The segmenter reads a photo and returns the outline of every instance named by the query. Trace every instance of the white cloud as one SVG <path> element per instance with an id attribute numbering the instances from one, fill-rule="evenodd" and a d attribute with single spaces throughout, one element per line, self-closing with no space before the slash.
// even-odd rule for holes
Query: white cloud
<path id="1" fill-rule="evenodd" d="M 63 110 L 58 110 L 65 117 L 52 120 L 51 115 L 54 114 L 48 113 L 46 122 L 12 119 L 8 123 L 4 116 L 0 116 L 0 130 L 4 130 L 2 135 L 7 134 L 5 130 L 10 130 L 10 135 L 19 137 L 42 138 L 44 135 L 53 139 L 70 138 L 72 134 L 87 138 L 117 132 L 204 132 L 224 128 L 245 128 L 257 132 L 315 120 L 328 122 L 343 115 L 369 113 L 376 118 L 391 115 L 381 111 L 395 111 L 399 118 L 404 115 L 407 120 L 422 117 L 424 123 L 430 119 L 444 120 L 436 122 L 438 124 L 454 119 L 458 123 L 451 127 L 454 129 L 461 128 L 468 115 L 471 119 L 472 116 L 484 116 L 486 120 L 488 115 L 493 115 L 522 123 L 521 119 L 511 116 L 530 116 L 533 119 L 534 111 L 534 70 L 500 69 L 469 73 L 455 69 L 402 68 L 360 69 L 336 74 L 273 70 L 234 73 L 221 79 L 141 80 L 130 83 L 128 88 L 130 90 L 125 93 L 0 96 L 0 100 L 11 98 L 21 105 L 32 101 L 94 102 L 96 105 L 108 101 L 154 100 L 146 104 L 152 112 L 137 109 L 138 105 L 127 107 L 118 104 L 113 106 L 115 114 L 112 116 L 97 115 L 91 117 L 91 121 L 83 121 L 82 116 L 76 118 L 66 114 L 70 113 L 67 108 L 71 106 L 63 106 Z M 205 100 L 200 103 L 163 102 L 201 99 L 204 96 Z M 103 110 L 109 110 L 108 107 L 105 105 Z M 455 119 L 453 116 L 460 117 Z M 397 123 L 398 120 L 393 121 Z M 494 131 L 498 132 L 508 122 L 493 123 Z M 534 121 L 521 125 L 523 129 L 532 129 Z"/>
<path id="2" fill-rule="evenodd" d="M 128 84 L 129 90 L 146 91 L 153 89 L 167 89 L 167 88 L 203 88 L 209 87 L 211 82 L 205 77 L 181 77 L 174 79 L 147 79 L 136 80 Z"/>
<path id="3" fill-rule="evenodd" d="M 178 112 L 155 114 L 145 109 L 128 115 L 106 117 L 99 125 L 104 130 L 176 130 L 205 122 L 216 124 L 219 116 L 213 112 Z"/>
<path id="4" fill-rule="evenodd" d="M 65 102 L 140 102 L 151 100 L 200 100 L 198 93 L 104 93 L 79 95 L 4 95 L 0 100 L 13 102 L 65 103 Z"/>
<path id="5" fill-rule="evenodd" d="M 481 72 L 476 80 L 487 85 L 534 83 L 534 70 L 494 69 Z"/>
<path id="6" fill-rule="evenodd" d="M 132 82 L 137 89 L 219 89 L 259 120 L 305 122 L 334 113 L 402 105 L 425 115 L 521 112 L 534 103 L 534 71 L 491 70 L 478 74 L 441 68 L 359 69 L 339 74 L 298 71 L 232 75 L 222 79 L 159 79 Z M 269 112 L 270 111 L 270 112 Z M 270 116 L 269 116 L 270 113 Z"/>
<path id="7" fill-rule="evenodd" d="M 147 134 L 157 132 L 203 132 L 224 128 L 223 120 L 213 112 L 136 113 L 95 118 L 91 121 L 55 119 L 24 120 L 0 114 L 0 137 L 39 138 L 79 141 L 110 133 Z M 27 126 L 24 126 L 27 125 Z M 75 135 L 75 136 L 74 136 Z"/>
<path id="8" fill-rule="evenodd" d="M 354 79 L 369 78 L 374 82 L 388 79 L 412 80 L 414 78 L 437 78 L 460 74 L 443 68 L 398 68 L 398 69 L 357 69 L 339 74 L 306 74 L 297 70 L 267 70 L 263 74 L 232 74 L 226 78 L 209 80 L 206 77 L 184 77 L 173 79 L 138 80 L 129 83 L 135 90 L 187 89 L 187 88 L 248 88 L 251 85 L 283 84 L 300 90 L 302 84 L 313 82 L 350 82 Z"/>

=== BRIEF ===
Repeat, exactly and only, the lines from the beginning of the material through the line that contains "rule for holes".

=== EXERCISE SOLUTION ===
The segmenter reads a photo and returns the outline of every instance named by the query. Trace every instance of the white cloud as one SVG <path> element per instance with an id attribute numbering the instances from one, fill-rule="evenodd" and a d attribute with single spaces throughout, one element per line, self-closing with no space before the slash.
// even-odd rule for holes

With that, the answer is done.